§ **REQUEST**: Rescale the records from the line containing "For the dataset, tag each instance of the black" through the end of the records. Reproduce every line, requests included, and multiply each point coordinate in the answers by 0.5, rounding to whole numbers with halves rounded up; the requests and their format samples stay unchanged.

* start *

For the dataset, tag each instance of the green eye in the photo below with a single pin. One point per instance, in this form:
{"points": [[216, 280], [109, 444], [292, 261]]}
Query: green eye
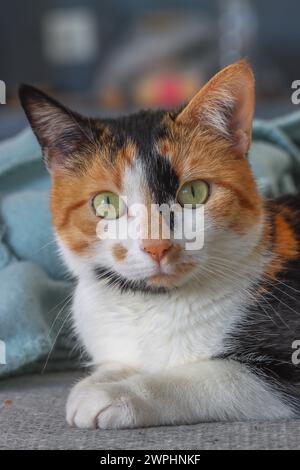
{"points": [[195, 192], [108, 205]]}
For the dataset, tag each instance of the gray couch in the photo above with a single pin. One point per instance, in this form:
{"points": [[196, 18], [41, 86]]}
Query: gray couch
{"points": [[32, 416]]}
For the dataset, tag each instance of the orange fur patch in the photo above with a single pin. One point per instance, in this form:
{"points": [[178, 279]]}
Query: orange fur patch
{"points": [[119, 252]]}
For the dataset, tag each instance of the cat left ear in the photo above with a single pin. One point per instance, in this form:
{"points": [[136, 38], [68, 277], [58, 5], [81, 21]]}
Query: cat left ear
{"points": [[62, 133], [226, 104]]}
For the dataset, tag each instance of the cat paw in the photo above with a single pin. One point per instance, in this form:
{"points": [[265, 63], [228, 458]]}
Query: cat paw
{"points": [[103, 406]]}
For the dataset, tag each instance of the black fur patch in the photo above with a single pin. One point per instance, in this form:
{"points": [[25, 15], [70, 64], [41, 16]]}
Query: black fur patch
{"points": [[144, 129], [263, 340]]}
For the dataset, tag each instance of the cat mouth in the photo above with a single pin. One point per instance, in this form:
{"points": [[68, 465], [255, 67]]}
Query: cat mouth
{"points": [[157, 284]]}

* end *

§ **RESULT OF THE EXERCISE**:
For the dataset, tag each instance of the black fur patch in the photo above with a single pin. One point per instance, in this form:
{"points": [[25, 15], [70, 64], [41, 16]]}
Query: black fur patch
{"points": [[72, 65], [132, 170]]}
For the dataset, tag each instance of the cat mouth in the photo above with a single pin. One point per instance, in this form:
{"points": [[68, 465], [255, 67]]}
Query: cat mouth
{"points": [[79, 142]]}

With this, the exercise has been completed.